* _Data provided_
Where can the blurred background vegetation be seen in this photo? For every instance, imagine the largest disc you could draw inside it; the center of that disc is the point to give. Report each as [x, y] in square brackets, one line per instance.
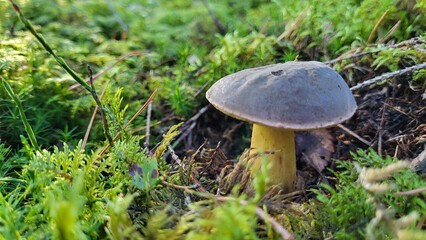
[181, 48]
[186, 44]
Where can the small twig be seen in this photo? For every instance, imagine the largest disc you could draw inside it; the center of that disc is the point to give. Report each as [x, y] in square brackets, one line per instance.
[389, 75]
[380, 131]
[412, 192]
[92, 119]
[370, 38]
[101, 109]
[191, 123]
[117, 17]
[108, 146]
[346, 56]
[47, 47]
[354, 134]
[264, 216]
[148, 126]
[18, 104]
[193, 187]
[175, 157]
[391, 31]
[216, 21]
[108, 67]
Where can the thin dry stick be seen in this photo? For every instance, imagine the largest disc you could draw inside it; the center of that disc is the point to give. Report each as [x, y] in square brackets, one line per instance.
[380, 130]
[108, 67]
[101, 109]
[296, 23]
[264, 216]
[148, 126]
[389, 75]
[357, 54]
[391, 31]
[354, 134]
[108, 146]
[412, 192]
[192, 123]
[92, 119]
[216, 21]
[370, 38]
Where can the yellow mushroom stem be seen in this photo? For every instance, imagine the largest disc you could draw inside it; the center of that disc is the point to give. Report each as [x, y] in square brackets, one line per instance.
[278, 146]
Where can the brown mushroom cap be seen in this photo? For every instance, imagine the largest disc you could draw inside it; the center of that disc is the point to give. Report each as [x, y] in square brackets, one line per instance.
[291, 95]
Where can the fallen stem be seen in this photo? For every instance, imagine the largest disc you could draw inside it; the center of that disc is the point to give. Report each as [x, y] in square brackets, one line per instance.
[411, 192]
[27, 126]
[389, 75]
[101, 109]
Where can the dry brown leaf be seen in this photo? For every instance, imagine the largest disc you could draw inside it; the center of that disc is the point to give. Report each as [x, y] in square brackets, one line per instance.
[315, 148]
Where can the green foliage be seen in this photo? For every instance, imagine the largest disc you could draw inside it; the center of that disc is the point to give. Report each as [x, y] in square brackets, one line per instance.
[229, 220]
[349, 221]
[63, 191]
[24, 120]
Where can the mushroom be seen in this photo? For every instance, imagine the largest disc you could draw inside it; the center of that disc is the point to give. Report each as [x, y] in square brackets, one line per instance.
[280, 99]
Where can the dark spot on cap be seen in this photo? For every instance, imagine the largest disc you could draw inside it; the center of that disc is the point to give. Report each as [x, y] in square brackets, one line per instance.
[277, 73]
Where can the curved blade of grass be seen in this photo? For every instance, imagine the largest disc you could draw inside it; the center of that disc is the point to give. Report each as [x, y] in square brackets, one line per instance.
[65, 66]
[24, 120]
[46, 46]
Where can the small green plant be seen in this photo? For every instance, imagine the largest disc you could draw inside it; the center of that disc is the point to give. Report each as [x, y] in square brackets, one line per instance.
[366, 211]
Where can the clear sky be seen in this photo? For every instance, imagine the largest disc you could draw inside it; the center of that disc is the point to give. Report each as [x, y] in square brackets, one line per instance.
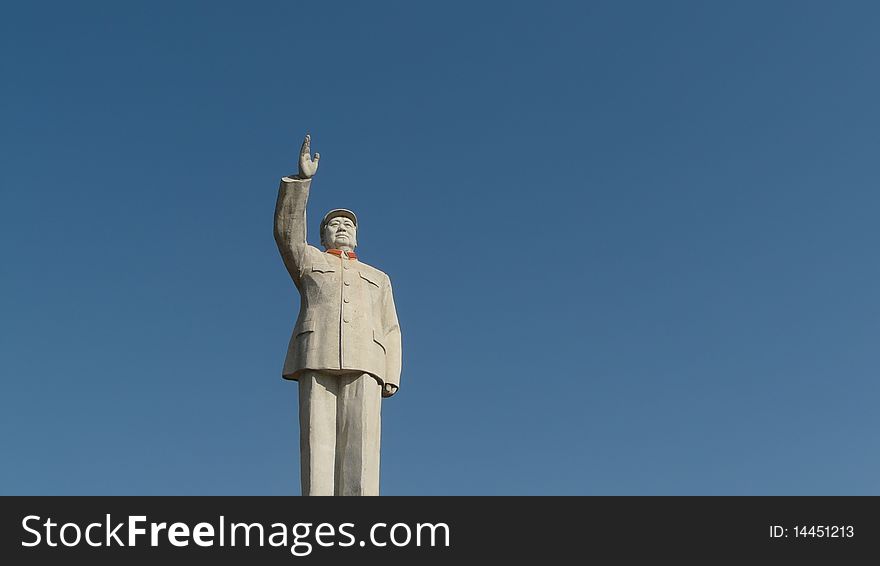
[634, 245]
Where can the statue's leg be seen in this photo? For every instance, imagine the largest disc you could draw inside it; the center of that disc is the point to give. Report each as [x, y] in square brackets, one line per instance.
[357, 443]
[317, 432]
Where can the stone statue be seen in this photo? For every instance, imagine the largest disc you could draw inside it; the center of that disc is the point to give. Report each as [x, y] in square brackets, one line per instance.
[345, 349]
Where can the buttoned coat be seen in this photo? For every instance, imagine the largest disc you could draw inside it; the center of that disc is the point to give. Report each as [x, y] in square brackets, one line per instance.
[347, 319]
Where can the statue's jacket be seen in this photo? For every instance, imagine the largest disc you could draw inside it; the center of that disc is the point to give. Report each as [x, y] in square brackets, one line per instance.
[347, 319]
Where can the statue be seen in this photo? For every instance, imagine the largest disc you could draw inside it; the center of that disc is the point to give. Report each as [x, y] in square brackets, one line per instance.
[345, 350]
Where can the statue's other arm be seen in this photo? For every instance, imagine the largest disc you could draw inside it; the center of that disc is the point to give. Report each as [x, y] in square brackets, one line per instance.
[392, 342]
[290, 212]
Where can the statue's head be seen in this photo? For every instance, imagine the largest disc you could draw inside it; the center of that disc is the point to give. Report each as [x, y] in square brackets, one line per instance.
[339, 230]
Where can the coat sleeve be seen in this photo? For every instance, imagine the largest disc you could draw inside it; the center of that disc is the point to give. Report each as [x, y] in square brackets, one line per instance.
[290, 224]
[393, 354]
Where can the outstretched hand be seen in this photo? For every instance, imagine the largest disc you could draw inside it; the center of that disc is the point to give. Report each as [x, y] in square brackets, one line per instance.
[307, 166]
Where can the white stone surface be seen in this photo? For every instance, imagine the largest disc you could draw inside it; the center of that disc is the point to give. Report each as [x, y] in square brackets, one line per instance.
[347, 326]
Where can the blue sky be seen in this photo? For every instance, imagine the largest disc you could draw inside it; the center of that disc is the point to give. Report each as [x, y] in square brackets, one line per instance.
[633, 244]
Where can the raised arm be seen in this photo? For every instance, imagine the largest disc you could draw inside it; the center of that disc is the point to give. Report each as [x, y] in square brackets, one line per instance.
[290, 211]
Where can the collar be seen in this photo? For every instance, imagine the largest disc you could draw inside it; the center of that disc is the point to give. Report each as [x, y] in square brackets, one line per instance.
[351, 255]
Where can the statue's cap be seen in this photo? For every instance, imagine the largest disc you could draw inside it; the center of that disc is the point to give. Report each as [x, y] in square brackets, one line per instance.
[338, 212]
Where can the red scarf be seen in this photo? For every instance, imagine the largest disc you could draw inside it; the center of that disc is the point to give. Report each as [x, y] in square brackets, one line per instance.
[351, 255]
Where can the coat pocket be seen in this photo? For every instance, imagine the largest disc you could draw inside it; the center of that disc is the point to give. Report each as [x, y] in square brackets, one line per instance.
[378, 339]
[305, 327]
[370, 278]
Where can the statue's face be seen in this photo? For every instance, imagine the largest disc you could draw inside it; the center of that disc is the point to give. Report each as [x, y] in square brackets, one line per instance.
[340, 233]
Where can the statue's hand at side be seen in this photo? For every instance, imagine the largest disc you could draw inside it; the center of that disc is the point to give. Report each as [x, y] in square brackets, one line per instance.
[307, 166]
[388, 390]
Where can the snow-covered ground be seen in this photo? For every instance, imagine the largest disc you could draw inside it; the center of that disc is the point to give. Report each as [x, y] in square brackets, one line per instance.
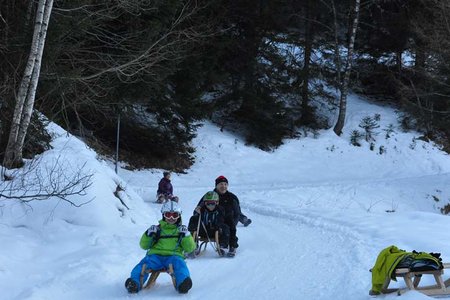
[321, 208]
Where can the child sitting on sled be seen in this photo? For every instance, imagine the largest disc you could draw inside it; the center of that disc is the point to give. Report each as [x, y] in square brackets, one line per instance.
[166, 244]
[209, 219]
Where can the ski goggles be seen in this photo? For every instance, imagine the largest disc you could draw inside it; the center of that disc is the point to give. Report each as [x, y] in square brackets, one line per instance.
[171, 215]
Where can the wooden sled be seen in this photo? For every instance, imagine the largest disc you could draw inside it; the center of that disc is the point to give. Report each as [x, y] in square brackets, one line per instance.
[202, 242]
[154, 275]
[412, 280]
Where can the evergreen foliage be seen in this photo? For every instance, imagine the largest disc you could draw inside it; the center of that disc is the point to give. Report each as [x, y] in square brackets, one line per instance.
[369, 124]
[253, 67]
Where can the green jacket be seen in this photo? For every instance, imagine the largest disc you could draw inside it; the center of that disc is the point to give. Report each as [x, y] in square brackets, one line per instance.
[169, 242]
[388, 259]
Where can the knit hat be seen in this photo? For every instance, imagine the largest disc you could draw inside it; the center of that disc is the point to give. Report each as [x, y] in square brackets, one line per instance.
[220, 179]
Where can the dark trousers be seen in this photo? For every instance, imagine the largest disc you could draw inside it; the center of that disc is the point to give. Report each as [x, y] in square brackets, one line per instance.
[224, 231]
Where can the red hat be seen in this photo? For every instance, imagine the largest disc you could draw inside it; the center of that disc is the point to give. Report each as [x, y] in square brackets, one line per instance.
[220, 179]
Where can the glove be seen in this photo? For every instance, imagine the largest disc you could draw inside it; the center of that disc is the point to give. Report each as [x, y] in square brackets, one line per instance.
[183, 230]
[152, 230]
[197, 210]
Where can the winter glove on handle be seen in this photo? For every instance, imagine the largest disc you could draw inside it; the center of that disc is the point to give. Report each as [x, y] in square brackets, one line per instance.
[152, 230]
[183, 230]
[197, 210]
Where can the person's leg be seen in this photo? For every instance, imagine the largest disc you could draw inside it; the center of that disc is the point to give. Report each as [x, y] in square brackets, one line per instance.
[193, 222]
[233, 237]
[224, 236]
[181, 272]
[152, 262]
[244, 220]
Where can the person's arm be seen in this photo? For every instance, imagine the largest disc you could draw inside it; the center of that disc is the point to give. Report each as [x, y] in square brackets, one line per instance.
[148, 237]
[200, 204]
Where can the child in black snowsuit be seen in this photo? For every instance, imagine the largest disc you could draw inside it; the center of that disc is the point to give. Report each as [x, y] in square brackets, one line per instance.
[212, 218]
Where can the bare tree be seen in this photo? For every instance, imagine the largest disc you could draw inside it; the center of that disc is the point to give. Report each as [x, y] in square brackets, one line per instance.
[27, 90]
[345, 81]
[37, 182]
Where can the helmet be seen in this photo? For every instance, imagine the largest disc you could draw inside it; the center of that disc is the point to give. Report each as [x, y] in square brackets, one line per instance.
[171, 206]
[171, 212]
[211, 196]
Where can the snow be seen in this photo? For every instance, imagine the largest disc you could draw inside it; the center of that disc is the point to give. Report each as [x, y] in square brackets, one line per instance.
[321, 208]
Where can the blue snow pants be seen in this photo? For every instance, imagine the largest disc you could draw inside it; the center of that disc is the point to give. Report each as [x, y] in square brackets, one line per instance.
[158, 262]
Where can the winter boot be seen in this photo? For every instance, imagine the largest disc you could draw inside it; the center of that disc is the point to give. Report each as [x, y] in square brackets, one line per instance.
[231, 252]
[222, 250]
[131, 286]
[244, 220]
[185, 286]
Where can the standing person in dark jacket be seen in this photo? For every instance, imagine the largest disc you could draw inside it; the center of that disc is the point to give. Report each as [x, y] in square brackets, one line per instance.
[165, 189]
[212, 218]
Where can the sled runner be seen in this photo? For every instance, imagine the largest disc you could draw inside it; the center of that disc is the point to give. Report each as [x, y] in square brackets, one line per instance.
[412, 280]
[202, 242]
[154, 275]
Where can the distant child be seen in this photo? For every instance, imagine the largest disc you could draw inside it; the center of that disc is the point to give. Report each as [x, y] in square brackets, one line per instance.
[212, 219]
[166, 244]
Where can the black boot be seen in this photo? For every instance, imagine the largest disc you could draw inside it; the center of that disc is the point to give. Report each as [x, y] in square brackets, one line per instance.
[131, 286]
[185, 286]
[244, 220]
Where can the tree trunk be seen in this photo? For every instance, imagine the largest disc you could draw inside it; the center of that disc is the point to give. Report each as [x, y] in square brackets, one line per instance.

* _Exercise goal_
With the line containing "Where can the sled" as the first and the last line of the records as the final one, print exactly the lines in that span.

* _Task solution_
Where can the sled runner be seen in this photo? For every instance, imagine the largest disc you could draw inside it; the center of that disc is the point to give. Report each as [x, y] in square brackets, one line per instance.
[412, 280]
[202, 242]
[154, 275]
Where can the distant child be seen in this photo? For every instance, imagine the largest disc you could draw inside it; the center of that disc is the point to give. Report each as [x, y] in square brackets, one line per instance.
[212, 219]
[166, 244]
Where can the black boot be seen in this photo? For every instance, imagine the largest disc you could draw inside it; the center of that disc is the point to give. Report each as [x, y] in square brackets, one line per instance.
[131, 286]
[185, 286]
[244, 220]
Where can the tree trunk be seen in this photo? For every instance, imagine the largest disc you could draw inside it; the center of that disc is the point to give. Report each as [x, y] in square brackets, one line per instance.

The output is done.